● Written exercise: Please put the lines below into a numbered list, skipping any blank lines and leaving the pictures out of your answer.
_ _ _ _ _ _ _
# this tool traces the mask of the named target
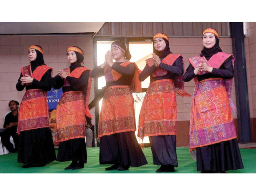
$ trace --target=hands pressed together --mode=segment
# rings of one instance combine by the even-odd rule
[[[113,65],[113,58],[112,57],[111,52],[110,51],[108,51],[105,55],[105,60],[104,61],[104,62],[100,65],[100,68],[103,68],[107,65],[110,67]]]
[[[20,81],[21,81],[21,84],[24,85],[26,83],[32,83],[34,78],[31,77],[28,75],[26,74],[25,76],[22,77],[20,78]]]
[[[161,60],[157,55],[155,53],[153,53],[153,59],[154,60],[154,65],[156,67],[158,67],[161,63]]]
[[[68,76],[67,73],[63,70],[59,70],[58,71],[58,75],[62,79],[66,79]]]
[[[201,62],[198,65],[198,68],[196,68],[194,70],[195,75],[197,75],[200,72],[207,71],[212,73],[212,68],[208,66],[206,63],[203,60],[201,60]]]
_ _ _ _ _ _ _
● Output of the task:
1. # this tool traces the mask of the named target
2. $ trace --target=hands pressed together --mode=segment
3. # rings of one instance combine by the even-odd rule
4. [[[113,65],[113,58],[112,57],[111,52],[110,51],[108,51],[105,55],[105,60],[104,61],[104,62],[100,65],[100,68],[103,68],[107,65],[110,67]]]
5. [[[20,81],[21,81],[21,84],[24,85],[26,83],[32,83],[34,78],[31,77],[28,75],[26,74],[25,76],[22,77],[20,78]]]
6. [[[161,60],[157,55],[155,53],[153,53],[153,59],[154,60],[154,65],[156,67],[158,67],[161,63]]]
7. [[[68,76],[67,73],[63,70],[59,70],[58,71],[58,75],[62,79],[66,79]]]
8. [[[201,62],[198,65],[198,68],[196,68],[194,70],[195,75],[197,75],[200,72],[207,71],[212,73],[212,68],[208,66],[206,63],[203,60],[201,60]]]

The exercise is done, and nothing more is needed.